Please copy every one of the records below word for word, leaving out the pictures.

____

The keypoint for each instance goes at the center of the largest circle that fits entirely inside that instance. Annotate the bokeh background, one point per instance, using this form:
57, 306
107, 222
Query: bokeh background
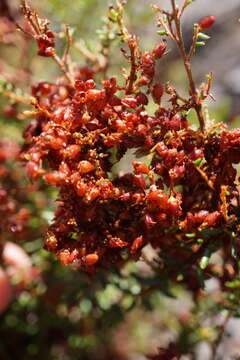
65, 315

____

Problem solution:
The keypoint for each instance goes at the center of the largest circle that fits entirely inside that instance. Annotate the bokeh background, one point per instance, using this form:
57, 306
107, 222
Query: bokeh background
65, 315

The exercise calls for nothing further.